Since the electrolytic process induces continuous temperature variations in the reaction solution, which may adversely affect chemical reaction kinetics or membrane conductivity, a temperature-controlled analytical approach was implemented to systematically investigate the variation patterns of contaminant removal efficiency under differing operational conditions. Experiments were conducted using the Nafion membrane electrolytic cell at five different circulating water temperatures (2, 15, 30, 40, and 50 °C). After approximately 30 minutes, the temperature of the cathode chamber solution equilibrated with the circulating water temperature and stabilized under controlled experimental conditions.

• [Source excerpt]:
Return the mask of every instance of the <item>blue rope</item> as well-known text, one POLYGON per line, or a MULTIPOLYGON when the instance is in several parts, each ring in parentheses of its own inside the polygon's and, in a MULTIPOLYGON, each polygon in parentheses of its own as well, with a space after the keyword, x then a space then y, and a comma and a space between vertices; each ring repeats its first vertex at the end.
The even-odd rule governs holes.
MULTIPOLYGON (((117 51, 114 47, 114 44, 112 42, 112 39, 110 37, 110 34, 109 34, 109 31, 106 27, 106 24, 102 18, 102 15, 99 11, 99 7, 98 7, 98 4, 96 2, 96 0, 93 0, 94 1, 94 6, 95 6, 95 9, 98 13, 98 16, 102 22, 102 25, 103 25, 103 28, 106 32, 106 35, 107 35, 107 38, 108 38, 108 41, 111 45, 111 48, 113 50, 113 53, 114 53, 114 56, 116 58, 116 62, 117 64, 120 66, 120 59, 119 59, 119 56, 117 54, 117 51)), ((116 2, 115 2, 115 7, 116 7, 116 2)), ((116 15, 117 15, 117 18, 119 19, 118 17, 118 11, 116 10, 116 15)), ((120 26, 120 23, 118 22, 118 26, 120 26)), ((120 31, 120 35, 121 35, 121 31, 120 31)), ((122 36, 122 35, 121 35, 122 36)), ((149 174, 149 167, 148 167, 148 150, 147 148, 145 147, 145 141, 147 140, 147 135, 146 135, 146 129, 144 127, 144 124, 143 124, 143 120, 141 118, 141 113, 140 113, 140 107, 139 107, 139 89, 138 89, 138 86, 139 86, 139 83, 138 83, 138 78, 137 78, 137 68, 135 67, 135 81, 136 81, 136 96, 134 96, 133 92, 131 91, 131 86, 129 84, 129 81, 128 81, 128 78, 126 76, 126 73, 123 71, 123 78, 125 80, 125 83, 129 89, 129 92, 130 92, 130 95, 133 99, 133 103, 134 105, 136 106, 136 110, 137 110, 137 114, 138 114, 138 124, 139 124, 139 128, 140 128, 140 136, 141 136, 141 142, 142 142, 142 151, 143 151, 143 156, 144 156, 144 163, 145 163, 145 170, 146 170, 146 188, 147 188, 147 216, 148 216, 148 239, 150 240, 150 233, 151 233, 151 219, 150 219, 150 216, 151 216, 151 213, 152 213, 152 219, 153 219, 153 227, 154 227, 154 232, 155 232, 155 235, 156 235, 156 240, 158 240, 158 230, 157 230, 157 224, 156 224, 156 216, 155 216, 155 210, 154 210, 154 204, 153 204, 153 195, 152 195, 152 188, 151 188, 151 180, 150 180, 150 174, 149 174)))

• [Directives]:
[a] Summarize the passage on electrolysis temperature in two sentences.
[b] Turn the paragraph of the passage on electrolysis temperature that begins "Since the electrolytic process" into a brief list of its main facts.

• [Responses in order]:
[a] Because electrolysis keeps changing the solution's temperature, which can harm reaction kinetics or membrane conductivity, a temperature-controlled approach was used to study how contaminant removal efficiency varies under different operating conditions. Tests were run in a Nafion membrane electrolytic cell at circulating water temperatures of 2, 15, 30, 40, and 50 °C, and the cathode chamber solution matched the water temperature and stabilized after about 30 minutes.

[b]
- Electrolysis causes ongoing temperature changes in the reaction solution.
- These changes may hurt chemical reaction kinetics or membrane conductivity.
- A temperature-controlled approach was used to study how contaminant removal efficiency varies under different operating conditions.
- Experiments used a Nafion membrane electrolytic cell.
- Five circulating water temperatures were tested: 2, 15, 30, 40, and 50 °C.
- After about 30 minutes, the cathode chamber solution matched the circulating water temperature and stayed stable.